▸ **Prompt**: An exact copy of the listing is required.

= = =

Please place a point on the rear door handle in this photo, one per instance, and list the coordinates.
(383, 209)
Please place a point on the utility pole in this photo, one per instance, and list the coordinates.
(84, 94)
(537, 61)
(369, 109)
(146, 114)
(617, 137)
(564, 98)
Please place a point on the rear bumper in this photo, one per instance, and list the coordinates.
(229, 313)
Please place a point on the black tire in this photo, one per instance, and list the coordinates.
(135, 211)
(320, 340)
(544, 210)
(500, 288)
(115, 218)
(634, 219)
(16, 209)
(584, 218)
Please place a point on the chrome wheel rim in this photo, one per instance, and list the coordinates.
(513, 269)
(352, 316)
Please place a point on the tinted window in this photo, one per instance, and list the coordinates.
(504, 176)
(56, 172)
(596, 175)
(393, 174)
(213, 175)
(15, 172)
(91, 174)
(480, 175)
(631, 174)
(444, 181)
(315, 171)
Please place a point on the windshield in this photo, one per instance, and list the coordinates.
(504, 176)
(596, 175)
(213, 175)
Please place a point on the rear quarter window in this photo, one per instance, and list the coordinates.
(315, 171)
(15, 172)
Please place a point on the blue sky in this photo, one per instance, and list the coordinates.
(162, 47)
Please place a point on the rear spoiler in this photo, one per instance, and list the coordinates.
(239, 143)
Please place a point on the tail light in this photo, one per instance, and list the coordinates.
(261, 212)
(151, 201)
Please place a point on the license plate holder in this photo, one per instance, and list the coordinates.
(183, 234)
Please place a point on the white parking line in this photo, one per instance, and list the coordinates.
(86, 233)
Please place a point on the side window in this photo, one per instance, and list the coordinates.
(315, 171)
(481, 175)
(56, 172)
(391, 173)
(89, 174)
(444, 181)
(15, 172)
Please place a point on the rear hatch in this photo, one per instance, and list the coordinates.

= = =

▸ **Exercise output**:
Please place a point on the rear door handle in this photo, one per instance, and list the coordinates.
(383, 209)
Please place a point on the utility pole in this photo, one per instance, and list the coordinates.
(84, 94)
(537, 61)
(369, 109)
(146, 114)
(617, 137)
(564, 98)
Please place a point on the rear bumper in this photo, one per instance, and list the coordinates.
(229, 313)
Please place a point on the black tire in this photo, one per instance, and list the coordinates.
(135, 211)
(320, 340)
(544, 210)
(500, 288)
(115, 218)
(634, 219)
(16, 209)
(584, 218)
Please place a point on the chrome wheel rim in this photo, one per instance, and list the coordinates.
(513, 269)
(352, 316)
Please place a point on the tinted window in this photo, one per instance, and list the coordinates.
(504, 176)
(56, 172)
(596, 175)
(393, 174)
(213, 175)
(15, 172)
(91, 174)
(480, 175)
(631, 174)
(444, 181)
(315, 171)
Please place a point on the windshield in this photo, one per instance, and list the coordinates.
(504, 176)
(596, 175)
(213, 175)
Please place a point on the rear quarter window in this photo, one per instance, and list the coordinates.
(315, 171)
(15, 172)
Please place a point on the blue sky in this photo, one per instance, and list the coordinates.
(162, 47)
Please place a point on the rear spoiler in this photo, one per instance, and list the coordinates.
(239, 143)
Please place a point on the tail light in this photo, one per instance, and list the coordinates.
(261, 212)
(151, 201)
Please place a point on the license plate holder in this photo, one per instance, and list the coordinates.
(183, 234)
Please place a point on the white parking line in this photo, one per instance, and list the coordinates.
(86, 233)
Please place a point on the side window in this photo, one per instance, and list the coordinates.
(315, 171)
(481, 175)
(56, 172)
(391, 173)
(89, 174)
(444, 181)
(15, 172)
Please place a point on the rear hatch in this photo, one per instance, and list the coordinates.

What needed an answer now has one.